§ Data extract:
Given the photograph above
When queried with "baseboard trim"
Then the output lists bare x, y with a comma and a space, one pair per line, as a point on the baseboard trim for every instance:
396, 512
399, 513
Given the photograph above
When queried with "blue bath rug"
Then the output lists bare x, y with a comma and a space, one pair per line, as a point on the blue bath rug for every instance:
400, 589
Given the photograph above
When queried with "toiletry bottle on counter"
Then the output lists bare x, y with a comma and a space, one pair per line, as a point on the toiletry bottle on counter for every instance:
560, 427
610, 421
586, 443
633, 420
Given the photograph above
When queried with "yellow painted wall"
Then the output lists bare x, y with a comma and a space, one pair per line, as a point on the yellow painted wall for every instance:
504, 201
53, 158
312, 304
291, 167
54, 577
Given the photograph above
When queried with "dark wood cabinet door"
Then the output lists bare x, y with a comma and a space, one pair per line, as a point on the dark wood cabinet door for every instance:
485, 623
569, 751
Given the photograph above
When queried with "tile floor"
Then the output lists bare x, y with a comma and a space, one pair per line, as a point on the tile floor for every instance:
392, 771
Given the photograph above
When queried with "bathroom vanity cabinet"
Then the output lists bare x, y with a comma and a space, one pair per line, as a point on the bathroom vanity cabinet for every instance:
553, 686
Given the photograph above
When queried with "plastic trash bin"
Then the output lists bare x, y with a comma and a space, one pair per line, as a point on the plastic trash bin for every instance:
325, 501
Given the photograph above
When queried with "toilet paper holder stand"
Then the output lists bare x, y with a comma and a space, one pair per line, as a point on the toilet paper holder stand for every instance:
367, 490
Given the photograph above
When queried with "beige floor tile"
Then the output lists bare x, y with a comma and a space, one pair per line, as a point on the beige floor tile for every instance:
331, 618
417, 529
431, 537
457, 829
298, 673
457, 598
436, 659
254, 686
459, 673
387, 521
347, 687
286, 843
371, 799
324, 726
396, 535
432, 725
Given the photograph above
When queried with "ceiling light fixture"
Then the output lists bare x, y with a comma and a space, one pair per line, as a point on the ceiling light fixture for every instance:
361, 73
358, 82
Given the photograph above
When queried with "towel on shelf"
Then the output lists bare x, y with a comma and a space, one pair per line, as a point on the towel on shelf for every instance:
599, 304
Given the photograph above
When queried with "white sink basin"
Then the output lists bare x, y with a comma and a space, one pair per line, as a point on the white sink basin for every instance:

§ Problem requirements:
Return every line from the entries that holds the string "sink".

§ Your response:
When queried with "white sink basin"
Then the output lists bare x, y with a comma and a space, one pair per line, as a point on the white sink basin for every instance:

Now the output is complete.